Text ::
__________________________________________________

The Honorable Patrick Leahy

June 11, 2003


Statement of Senator Patrick Leahy,
Senate Judiciary Committee
Nominations Hearing
June 11, 2003


Today we meet to consider an unusual combination of nominations: William Pryor to the U.S. Court of Appeals for the 11th Circuit and Diane Stuart to head the Office on Violence Against Women at the Department of Justice. This could well be the first hearing we have had where one nominee has challenged the constitutionality of the statute on which the work of the other nominee is based.

But before I speak about the many positions that Mr. Pryor has taken that raise concerns with regard to his nomination to a federal court, I should make a few observations about procedure. When the possibility was first raised of scheduling Mr. Pryor before his rating from the American Bar Association was received, we raised concerns. While we have all had our disagreements with the ABA's rating of individual judicial nominees, I have long maintained that their evaluations are an important piece of information that should be available early in the process of considering a lifetime appointment to the federal bench.

When Senator Hatch indicated several years ago that he would no longer consider the evaluations of President Clinton's nominees, I differed and continued considering such ratings for what they were worth. When George W. Bush announced that he was removing the ABA Standing Committee from its traditional place in the judicial nominations process, a place it had held for the last 50 years, I objected. I explained then that I thought it was a major mistake because it would chill the candor with which people speak to the ABA about nominees' qualifications and temperament, and because it would give a President little room to back down after finding out one of the nominees it had already announced received a negative rating. Instead of working with the ABA before announcing a nomination publicly, this White House has forced them to do their work in a truncated period of time in a way under restrictive circumstances.

__________________________________________________

Stored records ::

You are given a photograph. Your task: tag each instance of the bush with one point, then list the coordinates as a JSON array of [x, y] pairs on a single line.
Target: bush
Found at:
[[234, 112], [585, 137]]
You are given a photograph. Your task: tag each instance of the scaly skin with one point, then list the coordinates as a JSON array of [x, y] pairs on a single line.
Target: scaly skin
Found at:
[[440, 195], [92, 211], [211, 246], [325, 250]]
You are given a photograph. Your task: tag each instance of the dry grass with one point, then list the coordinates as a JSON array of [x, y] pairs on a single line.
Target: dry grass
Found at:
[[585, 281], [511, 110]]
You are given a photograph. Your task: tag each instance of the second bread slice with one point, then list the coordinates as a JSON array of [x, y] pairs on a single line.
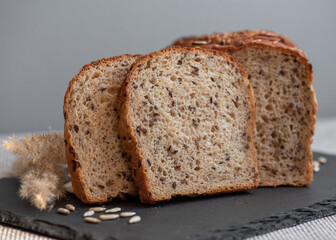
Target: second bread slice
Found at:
[[187, 119]]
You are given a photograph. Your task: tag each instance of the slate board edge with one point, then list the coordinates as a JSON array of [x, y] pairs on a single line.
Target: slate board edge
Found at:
[[269, 224], [283, 220], [43, 227]]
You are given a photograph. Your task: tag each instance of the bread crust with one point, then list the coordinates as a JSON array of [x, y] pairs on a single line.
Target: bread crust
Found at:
[[237, 41], [128, 133], [77, 179]]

__________________________________________________

To be done ::
a: In the hearing statement, why did the speaker object when the ABA Standing Committee was removed from its traditional place in the judicial nominations process?
b: Return every one of the records line for line without any changes, and leave the pictures out.

Per-task outputs ::
a: He considered it a major mistake because it would chill the candor with which people speak to the ABA about nominees' qualifications and temperament. It would also give a President little room to back down after learning that a nominee already announced had received a negative rating.

b:
You are given a photograph. Your task: tag each instance of the bush with one point, then list the coordinates as a JSON array of [x, y] pairs on a single line.
Target: bush
Found at:
[[234, 112], [585, 137]]
You are given a photograph. Your task: tag each instance of the scaly skin with one point, then list the coordinates as a JSON array of [x, y] pairs on a single line.
Target: scaly skin
Found at:
[[440, 195], [92, 211], [211, 246], [325, 250]]
You are given a photograph. Your task: tag each instance of the dry grass with one point, then list the coordinates as a JSON array of [x, y] pairs on a single line.
Target: dry grass
Found at:
[[585, 281], [511, 110]]
You are given a photograph. Your task: tag each instance of the second bread slice with one point, then list the coordinates as a JSON array of [x, y] pairs on a single line.
Target: second bread slice
Found at:
[[187, 119]]
You are given a photograph. Your task: tag each instance of the slate board edge with one point, then list the coordinates as a JSON array of [x, y] pairs on a single line.
Target: slate board edge
Found at:
[[269, 224], [283, 220], [43, 227]]
You are given a photograph. Your task: tag each instance of the bread crust with one point, then list the coordinates as a JSON array of [x, y] pairs on a single line.
Target: bread crust
Found at:
[[237, 41], [128, 133], [77, 179]]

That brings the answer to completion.